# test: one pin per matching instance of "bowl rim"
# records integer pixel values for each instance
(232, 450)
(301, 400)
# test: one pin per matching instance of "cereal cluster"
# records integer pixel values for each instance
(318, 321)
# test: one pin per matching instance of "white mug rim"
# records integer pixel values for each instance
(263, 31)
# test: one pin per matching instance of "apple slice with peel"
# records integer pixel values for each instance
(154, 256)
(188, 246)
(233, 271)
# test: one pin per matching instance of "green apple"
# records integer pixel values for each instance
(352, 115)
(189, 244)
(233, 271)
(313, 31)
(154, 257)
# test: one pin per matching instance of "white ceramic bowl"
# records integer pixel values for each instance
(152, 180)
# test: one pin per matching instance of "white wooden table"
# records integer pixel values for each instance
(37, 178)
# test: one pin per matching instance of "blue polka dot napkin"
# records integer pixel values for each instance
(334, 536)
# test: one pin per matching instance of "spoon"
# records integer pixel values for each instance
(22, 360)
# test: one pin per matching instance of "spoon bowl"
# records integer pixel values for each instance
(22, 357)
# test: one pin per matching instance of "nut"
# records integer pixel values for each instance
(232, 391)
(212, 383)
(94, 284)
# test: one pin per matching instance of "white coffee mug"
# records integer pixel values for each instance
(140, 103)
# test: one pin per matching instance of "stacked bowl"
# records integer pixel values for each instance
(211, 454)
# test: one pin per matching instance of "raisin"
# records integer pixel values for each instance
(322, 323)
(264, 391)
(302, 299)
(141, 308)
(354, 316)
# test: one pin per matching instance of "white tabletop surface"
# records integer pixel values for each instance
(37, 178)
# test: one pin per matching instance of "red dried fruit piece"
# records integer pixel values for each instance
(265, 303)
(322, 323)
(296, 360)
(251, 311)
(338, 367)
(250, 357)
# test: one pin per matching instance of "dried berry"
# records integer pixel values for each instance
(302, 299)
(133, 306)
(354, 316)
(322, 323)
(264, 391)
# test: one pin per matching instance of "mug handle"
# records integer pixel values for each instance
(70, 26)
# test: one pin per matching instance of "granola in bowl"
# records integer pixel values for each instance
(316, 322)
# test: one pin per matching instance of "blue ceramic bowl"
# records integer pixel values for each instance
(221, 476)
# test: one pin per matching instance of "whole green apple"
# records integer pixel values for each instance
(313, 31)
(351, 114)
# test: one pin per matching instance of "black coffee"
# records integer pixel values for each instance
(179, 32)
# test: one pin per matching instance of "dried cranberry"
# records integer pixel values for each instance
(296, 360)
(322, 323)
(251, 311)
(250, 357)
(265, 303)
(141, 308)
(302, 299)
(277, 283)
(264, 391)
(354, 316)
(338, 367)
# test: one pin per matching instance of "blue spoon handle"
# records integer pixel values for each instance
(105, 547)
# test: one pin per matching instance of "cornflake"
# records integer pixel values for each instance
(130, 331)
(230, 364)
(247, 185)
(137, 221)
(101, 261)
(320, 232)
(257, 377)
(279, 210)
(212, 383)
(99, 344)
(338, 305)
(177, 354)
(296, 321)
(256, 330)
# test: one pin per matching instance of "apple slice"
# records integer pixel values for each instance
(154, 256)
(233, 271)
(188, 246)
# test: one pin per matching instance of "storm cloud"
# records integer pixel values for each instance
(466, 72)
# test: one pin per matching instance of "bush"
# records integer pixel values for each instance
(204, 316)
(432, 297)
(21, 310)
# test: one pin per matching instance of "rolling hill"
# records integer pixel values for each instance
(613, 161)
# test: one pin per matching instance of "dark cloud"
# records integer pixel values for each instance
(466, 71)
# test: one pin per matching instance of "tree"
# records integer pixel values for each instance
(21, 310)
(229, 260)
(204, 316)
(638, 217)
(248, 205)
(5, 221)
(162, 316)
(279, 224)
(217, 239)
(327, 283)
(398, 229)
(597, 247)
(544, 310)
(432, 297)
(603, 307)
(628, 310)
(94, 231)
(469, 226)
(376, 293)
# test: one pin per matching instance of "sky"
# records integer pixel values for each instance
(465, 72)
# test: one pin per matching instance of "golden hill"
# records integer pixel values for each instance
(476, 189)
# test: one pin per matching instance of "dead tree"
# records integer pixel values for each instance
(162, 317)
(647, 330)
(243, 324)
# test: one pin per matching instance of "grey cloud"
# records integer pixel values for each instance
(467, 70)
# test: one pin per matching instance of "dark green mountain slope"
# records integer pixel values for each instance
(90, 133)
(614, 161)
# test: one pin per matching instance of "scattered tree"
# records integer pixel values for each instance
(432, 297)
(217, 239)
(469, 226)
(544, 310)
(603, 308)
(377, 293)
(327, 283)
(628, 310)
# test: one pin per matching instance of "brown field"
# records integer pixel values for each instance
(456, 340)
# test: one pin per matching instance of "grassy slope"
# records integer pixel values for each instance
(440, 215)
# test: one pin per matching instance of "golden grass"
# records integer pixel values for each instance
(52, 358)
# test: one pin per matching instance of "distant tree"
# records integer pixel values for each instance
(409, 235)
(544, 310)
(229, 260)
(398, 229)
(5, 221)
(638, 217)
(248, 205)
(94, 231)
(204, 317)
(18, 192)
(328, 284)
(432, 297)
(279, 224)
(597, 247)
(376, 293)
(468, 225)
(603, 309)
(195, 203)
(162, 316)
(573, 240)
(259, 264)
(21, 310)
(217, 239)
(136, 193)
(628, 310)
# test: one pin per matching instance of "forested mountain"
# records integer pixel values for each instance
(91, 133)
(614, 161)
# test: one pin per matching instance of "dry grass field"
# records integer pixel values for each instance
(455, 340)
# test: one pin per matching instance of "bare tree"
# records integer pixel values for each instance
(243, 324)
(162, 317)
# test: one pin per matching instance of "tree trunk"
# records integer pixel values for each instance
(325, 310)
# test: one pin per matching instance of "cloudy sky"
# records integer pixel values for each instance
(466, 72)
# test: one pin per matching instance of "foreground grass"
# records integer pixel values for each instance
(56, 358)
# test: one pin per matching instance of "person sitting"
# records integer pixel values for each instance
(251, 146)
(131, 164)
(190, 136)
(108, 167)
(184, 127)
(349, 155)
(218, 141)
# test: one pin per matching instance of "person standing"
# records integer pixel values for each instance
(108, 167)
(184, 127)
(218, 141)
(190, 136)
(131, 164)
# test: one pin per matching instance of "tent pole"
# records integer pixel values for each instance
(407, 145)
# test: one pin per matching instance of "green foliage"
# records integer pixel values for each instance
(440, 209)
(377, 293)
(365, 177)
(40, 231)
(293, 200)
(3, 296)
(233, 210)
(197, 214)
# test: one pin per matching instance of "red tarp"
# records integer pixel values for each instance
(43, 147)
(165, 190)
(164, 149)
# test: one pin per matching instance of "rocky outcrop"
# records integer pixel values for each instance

# [Given problem]
Retype the material in full. Each word must match.

# [Answer for this exercise]
# test: one pin per matching instance of "bowl rim"
# records integer pixel values for each instance
(232, 450)
(301, 400)
# test: one pin per matching instance of "cereal cluster"
# records integer pixel values for each instance
(318, 321)
# test: one pin per matching instance of "white mug rim"
# records integer pixel values for each instance
(263, 31)
# test: one pin per matching instance of "apple slice with peel"
# records integer pixel values for each instance
(154, 256)
(188, 246)
(233, 271)
# test: one pin per matching instance of "green apple"
# records integer pixel values for each instance
(352, 115)
(189, 244)
(233, 271)
(313, 31)
(154, 257)
# test: one pin per matching instance of "white ceramic bowl"
# records integer pixel values for each instance
(152, 180)
# test: one pin per matching instance of "white wooden table"
# records integer pixel values for each instance
(37, 178)
# test: one pin per matching instance of "blue polka dot napkin"
# records integer pixel values for each instance
(334, 536)
# test: one pin per matching instance of "spoon"
# records integer pixel values for each instance
(22, 360)
# test: one pin per matching instance of "spoon bowl"
# records integer pixel values for each instance
(22, 357)
# test: one pin per matching instance of "nut"
# records integer pixel values for each instance
(232, 391)
(212, 383)
(94, 284)
# test: one pin per matching instance of "white coffee mug"
# records integer pixel values for each instance
(140, 103)
# test: one pin per matching instance of "stacked bowl"
# records integer pixel values for each instance
(211, 454)
# test: one pin per matching instance of "raisin"
# records integer pixel values for each instance
(322, 323)
(264, 391)
(302, 299)
(141, 308)
(354, 316)
# test: one pin per matching instance of "white tabletop surface"
# records integer pixel values for each instance
(37, 178)
# test: one pin per matching instance of "red dried fruit piece"
# records integer pixel values for each instance
(265, 303)
(322, 323)
(296, 360)
(251, 311)
(338, 367)
(250, 357)
# test: one pin per matching instance of "dried berry"
# records integer pixel values for each instance
(302, 299)
(133, 306)
(354, 316)
(322, 323)
(264, 391)
# test: one pin per matching instance of "mug handle"
# records integer pixel values for each instance
(70, 26)
# test: one pin per matching instance of "granola in bowl"
# records integer pixel values for each instance
(316, 322)
# test: one pin per matching instance of "blue ceramic bowl"
# records integer pixel values for each instance
(221, 476)
# test: one pin per matching instance of "whole green apple"
# records integer pixel values for each instance
(313, 31)
(351, 114)
# test: one pin per matching instance of "black coffee"
# records integer pixel values for each instance
(179, 32)
# test: one pin per matching instance of "dried cranberry"
# records integer pixel values for each instance
(296, 360)
(322, 323)
(251, 311)
(250, 357)
(265, 303)
(141, 308)
(302, 299)
(277, 283)
(264, 391)
(354, 316)
(338, 367)
# test: one pin per matching instance of "blue spoon handle"
# records integer pixel values for each instance
(105, 547)
# test: one pin per matching instance of "cornflake"
# records integer pixel values for each instance
(130, 331)
(230, 364)
(247, 185)
(137, 221)
(101, 261)
(320, 232)
(257, 377)
(279, 210)
(212, 383)
(99, 344)
(338, 305)
(177, 354)
(296, 321)
(256, 330)
# test: one pin per matching instance of "apple slice"
# records integer pixel values for each instance
(154, 256)
(233, 271)
(188, 246)
# test: one pin per matching instance of "storm cloud"
# records integer pixel values for each instance
(466, 72)
# test: one pin per matching instance of "bush"
# records integer pixel values for each instance
(204, 316)
(432, 297)
(21, 310)
# test: one pin per matching instance of "rolling hill"
# records integer pixel values for each instance
(613, 161)
# test: one pin per matching instance of "dark cloud"
# records integer pixel values for each instance
(466, 71)
# test: one pin per matching instance of "tree"
# records integer pixel values for each instance
(21, 310)
(229, 260)
(204, 316)
(638, 217)
(248, 205)
(5, 221)
(162, 316)
(279, 224)
(217, 239)
(327, 283)
(398, 229)
(597, 247)
(544, 310)
(432, 297)
(603, 307)
(628, 310)
(94, 231)
(469, 226)
(376, 293)
# test: one pin per matching instance of "sky"
# records integer pixel values for each instance
(465, 72)
# test: one pin per matching instance of "golden hill"
# records integer pixel values for each instance
(476, 189)
# test: one pin per matching instance of "dead tree"
# records integer pixel values for each instance
(162, 317)
(647, 330)
(243, 324)
# test: one pin per matching instance of "grey cloud"
# records integer pixel values for each instance
(467, 70)
# test: one pin per matching instance of "dark green mountain slope"
# records integer pixel values for each instance
(90, 133)
(614, 161)
# test: one pin per matching instance of "scattered tree"
# records integer pixel values for each instance
(432, 297)
(217, 239)
(469, 226)
(544, 310)
(603, 308)
(377, 293)
(327, 283)
(628, 310)
# test: one pin per matching instance of "brown field"
# records integer pixel values for each instance
(456, 340)
# test: one pin per matching instance of "grassy slope"
# records integer pixel values for each instance
(440, 215)
# test: one pin per matching instance of "golden grass"
# records integer pixel values for each instance
(52, 358)
# test: one pin per matching instance of "distant tree"
# records integer pixel values for each instance
(409, 235)
(544, 310)
(229, 260)
(398, 229)
(5, 221)
(638, 217)
(248, 205)
(94, 231)
(204, 317)
(18, 192)
(328, 284)
(432, 297)
(279, 224)
(597, 247)
(376, 293)
(468, 225)
(603, 309)
(195, 203)
(162, 316)
(573, 240)
(259, 264)
(21, 310)
(217, 239)
(136, 193)
(628, 310)
# test: one pin per matching instance of "forested mountain"
# records integer pixel values for each instance
(91, 133)
(614, 161)
# test: one pin per matching instance of "dry grass field"
# records integer pixel values for each instance
(455, 340)
# test: one pin per matching instance of "bare tree"
# records integer pixel values for each instance
(243, 324)
(162, 317)
# test: one pin per matching instance of "tree trunk"
# records integer pixel values for each instance
(325, 310)
# test: one pin per matching instance of "cloudy sky"
# records integer pixel values for each instance
(466, 72)
# test: one pin per matching instance of "foreground grass"
# records integer pixel values for each instance
(56, 358)
# test: one pin per matching instance of "person sitting"
# records integer pixel values for each instance
(251, 146)
(131, 164)
(190, 136)
(108, 167)
(184, 127)
(349, 155)
(218, 141)
# test: one pin per matching instance of "person standing"
# records integer pixel values for each instance
(108, 167)
(184, 127)
(218, 141)
(190, 136)
(131, 164)
# test: one pin per matching instance of "tent pole"
# records integer pixel values for each instance
(407, 145)
# test: one pin per matching instance of "green foliage"
# records integer pixel values for each instance
(440, 209)
(377, 293)
(365, 177)
(40, 231)
(293, 200)
(3, 296)
(233, 210)
(197, 214)
# test: one pin per matching instance of "red tarp"
# records integer pixel values for each instance
(43, 147)
(165, 190)
(164, 149)
# test: one pin per matching instance of "rocky outcrop"
# records integer pixel values for each instance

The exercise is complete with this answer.